REQUIREMENTS:
Put the lines from the line with "Where can the tan" up to and including the line with "pixel 942 374" into a Markdown table with the columns No. and Text, one numbered row per line and no blank lines.
[START OF GIVEN RECORDS]
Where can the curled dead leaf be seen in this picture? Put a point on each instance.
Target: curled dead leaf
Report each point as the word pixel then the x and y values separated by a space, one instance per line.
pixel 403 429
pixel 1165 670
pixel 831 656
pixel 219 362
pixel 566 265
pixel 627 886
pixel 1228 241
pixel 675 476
[END OF GIVEN RECORDS]
[START OF GIVEN RECORDS]
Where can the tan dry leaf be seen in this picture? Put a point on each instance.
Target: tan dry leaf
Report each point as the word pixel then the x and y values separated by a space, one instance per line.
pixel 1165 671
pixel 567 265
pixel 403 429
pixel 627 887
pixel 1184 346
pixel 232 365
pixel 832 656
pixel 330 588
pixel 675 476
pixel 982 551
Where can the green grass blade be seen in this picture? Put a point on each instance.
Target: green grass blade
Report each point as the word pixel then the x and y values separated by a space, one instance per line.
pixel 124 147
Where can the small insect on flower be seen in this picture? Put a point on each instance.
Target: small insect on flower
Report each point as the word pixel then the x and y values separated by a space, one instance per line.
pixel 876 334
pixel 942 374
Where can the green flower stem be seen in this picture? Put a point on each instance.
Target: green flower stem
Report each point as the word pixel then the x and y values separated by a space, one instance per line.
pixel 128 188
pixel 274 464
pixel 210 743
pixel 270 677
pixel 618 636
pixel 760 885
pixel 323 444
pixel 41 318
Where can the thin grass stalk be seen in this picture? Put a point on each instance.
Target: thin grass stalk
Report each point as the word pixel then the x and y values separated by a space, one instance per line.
[END OF GIVEN RECORDS]
TASK OUTPUT:
| No. | Text |
|---|---|
| 1 | Where can the tan dry leaf be seen in this picture? Put a point on each instance. |
| 2 | Target: tan dry leaf |
| 3 | Report each point as the word pixel then the x and y values separated by a space, one instance per line. |
| 4 | pixel 1165 671 |
| 5 | pixel 567 265 |
| 6 | pixel 403 429 |
| 7 | pixel 627 887 |
| 8 | pixel 1184 346 |
| 9 | pixel 232 365 |
| 10 | pixel 832 656 |
| 11 | pixel 330 588 |
| 12 | pixel 675 476 |
| 13 | pixel 982 551 |
| 14 | Where can the green grass blade be seen in this picture? Put a point on each instance. |
| 15 | Target: green grass blade |
| 16 | Report each point as the word pixel then the x and y values separated by a space, one instance per line. |
| 17 | pixel 124 147 |
| 18 | Where can the small insect on flower be seen in this picture? Put a point on each instance. |
| 19 | Target: small insect on flower |
| 20 | Report each point as the word pixel then the x and y values separated by a space, one instance per line. |
| 21 | pixel 876 334 |
| 22 | pixel 942 374 |